### Task description
Collect every line of the records that contains the string "target", and copy each one unchanged.

■ ■ ■ ■ ■

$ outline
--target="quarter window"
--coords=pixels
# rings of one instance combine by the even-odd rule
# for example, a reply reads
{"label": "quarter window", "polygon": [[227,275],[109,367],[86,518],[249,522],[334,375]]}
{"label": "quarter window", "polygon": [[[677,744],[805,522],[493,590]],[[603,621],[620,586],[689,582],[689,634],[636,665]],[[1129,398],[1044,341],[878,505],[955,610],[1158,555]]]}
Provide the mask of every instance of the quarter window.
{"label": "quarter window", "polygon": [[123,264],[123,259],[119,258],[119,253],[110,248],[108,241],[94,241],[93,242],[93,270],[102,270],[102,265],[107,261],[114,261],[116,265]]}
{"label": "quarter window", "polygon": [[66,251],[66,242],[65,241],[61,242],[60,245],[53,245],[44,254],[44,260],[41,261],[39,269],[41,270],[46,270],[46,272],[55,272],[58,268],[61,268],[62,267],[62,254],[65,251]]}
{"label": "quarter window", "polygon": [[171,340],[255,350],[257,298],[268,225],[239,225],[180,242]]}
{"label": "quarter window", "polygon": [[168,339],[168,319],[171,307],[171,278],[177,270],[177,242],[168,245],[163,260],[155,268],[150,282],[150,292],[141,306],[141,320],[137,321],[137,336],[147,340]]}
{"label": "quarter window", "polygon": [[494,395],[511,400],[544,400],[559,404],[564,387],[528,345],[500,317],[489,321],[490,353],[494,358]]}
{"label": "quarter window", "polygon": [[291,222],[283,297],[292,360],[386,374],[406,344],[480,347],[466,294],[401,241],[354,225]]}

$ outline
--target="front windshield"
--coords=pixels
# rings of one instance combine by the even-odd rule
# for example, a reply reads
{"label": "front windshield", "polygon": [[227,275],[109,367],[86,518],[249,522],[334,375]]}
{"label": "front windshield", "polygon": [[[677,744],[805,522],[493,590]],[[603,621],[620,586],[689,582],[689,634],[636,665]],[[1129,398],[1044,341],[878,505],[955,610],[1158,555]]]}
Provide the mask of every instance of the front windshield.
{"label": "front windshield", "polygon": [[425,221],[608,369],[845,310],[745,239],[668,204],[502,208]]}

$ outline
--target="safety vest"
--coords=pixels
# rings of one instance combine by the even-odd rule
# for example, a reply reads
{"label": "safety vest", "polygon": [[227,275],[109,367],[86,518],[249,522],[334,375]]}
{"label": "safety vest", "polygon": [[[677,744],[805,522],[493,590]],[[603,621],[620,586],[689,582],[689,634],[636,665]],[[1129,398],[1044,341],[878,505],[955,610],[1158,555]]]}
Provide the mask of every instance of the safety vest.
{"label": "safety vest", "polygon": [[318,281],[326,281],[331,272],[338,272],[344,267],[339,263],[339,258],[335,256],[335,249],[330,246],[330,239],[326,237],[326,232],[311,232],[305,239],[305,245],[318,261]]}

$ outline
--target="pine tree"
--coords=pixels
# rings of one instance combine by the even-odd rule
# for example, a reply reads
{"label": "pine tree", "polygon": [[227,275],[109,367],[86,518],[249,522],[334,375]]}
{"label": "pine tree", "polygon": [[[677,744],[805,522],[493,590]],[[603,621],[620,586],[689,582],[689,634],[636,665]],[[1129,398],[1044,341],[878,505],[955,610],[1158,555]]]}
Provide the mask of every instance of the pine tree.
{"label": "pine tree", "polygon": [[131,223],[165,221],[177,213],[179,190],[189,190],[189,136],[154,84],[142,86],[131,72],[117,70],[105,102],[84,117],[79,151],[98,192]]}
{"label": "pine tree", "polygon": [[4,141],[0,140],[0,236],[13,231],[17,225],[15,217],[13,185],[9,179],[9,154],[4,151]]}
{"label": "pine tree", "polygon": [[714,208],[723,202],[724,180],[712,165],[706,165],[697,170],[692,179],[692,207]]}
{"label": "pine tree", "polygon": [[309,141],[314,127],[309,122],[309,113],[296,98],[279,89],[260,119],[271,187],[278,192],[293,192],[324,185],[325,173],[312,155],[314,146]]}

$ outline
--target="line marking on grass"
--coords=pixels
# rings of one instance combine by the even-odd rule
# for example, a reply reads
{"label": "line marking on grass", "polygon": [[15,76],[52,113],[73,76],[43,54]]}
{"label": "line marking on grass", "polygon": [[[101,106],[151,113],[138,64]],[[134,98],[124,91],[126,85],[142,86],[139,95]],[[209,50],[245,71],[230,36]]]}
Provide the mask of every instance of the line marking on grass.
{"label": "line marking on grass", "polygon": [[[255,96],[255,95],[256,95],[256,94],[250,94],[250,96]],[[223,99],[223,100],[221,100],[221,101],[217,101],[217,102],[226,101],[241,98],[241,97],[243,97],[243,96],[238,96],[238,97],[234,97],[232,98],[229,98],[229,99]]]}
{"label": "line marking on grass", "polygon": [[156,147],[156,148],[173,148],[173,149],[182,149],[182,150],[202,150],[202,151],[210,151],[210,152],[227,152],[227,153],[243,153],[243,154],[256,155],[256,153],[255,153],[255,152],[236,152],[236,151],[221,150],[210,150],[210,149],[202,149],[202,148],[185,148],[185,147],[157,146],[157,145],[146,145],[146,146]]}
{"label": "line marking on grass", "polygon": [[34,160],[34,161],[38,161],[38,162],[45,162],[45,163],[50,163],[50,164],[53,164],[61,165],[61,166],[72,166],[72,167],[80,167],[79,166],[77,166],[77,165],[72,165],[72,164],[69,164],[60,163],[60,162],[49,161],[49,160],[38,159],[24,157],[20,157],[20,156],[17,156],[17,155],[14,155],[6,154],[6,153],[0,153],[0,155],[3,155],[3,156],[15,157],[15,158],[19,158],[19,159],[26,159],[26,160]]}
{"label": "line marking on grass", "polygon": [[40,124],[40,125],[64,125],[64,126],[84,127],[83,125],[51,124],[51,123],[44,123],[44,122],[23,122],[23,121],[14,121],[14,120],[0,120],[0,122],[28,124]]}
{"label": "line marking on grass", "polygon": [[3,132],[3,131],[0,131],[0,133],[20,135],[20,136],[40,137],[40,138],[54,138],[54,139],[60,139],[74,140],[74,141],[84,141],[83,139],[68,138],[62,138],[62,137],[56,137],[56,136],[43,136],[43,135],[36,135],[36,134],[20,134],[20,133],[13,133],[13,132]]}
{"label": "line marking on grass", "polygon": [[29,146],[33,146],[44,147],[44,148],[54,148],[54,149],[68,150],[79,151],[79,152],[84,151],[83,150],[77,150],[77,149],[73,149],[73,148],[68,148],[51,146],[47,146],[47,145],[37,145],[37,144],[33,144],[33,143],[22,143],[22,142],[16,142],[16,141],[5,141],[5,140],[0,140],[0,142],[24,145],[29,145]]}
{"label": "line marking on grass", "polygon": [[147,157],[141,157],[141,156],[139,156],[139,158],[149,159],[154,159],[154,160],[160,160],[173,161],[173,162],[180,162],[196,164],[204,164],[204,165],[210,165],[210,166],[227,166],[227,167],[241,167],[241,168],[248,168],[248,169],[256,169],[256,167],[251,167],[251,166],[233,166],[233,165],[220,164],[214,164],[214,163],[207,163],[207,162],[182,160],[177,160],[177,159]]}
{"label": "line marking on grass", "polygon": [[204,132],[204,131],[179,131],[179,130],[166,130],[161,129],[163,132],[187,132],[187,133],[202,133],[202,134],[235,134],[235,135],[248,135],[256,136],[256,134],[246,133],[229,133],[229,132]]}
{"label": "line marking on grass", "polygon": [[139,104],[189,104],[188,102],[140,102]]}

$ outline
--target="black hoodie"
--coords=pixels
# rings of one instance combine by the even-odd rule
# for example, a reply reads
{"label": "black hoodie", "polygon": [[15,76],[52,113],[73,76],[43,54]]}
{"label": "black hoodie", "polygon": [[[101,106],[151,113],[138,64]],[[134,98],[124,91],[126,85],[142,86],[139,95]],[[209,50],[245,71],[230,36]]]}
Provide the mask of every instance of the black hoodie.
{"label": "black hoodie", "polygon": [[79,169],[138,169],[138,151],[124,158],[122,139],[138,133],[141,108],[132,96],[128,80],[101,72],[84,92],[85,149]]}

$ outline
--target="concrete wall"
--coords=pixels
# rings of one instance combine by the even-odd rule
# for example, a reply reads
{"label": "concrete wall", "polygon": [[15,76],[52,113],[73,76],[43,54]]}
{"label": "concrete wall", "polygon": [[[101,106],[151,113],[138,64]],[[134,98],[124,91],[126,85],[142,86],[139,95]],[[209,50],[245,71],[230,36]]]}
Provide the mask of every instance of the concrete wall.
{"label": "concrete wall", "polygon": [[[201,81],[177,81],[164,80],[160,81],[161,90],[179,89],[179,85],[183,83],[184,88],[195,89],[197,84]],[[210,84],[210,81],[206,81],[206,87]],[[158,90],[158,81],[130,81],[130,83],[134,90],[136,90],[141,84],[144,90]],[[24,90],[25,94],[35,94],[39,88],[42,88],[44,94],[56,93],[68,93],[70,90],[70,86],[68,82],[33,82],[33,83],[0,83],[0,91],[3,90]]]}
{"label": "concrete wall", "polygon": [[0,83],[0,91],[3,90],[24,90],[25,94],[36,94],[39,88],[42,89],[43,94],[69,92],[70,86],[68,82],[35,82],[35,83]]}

■ ■ ■ ■ ■

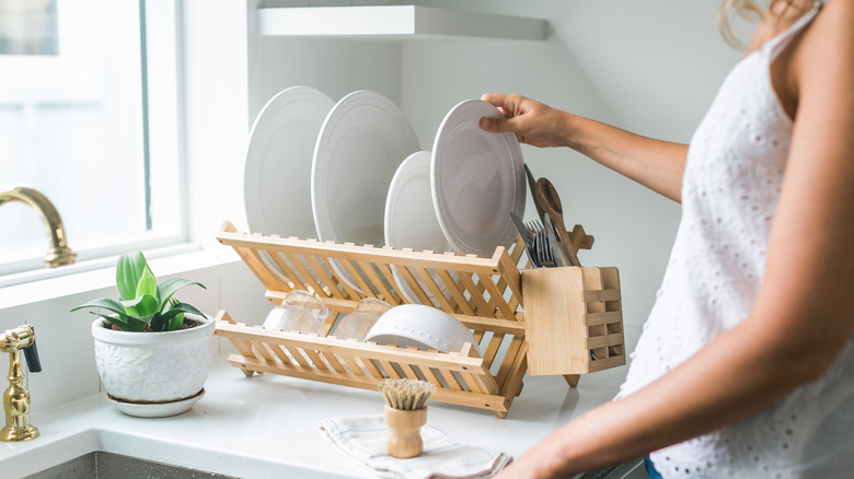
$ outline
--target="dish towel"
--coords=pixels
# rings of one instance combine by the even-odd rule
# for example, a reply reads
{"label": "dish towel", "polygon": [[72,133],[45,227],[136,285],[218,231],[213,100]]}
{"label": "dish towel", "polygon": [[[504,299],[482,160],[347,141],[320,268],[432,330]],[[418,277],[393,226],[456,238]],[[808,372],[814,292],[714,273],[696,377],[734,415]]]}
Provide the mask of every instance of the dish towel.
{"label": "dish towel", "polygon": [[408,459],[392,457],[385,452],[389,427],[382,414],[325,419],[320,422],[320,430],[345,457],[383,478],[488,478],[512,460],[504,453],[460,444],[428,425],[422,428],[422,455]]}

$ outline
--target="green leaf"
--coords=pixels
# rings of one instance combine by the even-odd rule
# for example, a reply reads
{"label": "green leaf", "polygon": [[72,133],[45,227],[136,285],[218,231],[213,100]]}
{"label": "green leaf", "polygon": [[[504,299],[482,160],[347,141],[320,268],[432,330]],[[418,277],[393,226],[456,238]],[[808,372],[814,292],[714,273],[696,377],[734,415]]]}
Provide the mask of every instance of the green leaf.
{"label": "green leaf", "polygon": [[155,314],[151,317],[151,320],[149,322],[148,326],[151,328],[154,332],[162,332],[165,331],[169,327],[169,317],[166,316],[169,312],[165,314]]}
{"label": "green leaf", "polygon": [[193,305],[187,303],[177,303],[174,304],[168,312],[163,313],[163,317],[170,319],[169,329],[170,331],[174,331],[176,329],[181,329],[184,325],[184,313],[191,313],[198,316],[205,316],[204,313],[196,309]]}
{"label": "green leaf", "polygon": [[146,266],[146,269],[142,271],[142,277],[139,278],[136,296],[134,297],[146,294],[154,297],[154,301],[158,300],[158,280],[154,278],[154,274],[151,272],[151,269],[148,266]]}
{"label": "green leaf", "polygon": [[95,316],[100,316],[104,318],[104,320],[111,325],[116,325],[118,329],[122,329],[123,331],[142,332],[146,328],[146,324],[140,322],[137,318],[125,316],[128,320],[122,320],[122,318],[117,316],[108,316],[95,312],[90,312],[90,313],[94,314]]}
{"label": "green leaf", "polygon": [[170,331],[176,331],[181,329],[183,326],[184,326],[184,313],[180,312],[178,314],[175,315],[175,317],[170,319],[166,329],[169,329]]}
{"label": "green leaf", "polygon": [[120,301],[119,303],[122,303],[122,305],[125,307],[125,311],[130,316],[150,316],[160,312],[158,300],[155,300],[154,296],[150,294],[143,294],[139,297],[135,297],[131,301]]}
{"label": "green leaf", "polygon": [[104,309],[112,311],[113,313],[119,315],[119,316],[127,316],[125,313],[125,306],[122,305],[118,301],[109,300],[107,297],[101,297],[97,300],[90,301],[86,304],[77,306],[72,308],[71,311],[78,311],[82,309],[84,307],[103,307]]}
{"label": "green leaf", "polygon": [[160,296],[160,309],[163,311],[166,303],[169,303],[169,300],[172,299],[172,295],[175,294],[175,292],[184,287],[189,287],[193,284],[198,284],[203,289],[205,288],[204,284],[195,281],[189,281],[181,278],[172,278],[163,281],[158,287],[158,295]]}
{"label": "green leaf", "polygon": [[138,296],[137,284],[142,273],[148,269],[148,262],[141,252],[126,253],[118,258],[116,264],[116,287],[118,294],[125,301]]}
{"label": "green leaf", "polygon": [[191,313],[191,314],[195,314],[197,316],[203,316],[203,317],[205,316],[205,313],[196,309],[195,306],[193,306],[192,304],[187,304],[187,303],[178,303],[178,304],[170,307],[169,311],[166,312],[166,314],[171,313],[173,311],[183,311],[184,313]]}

■ ■ ■ ■ ■

### Result of this task
--target="quarter window"
--target="front windshield"
--target="safety vest"
--target="pine tree"
--target="line marking on grass"
--target="black hoodie"
--target="concrete wall"
--target="dish towel"
--target="green leaf"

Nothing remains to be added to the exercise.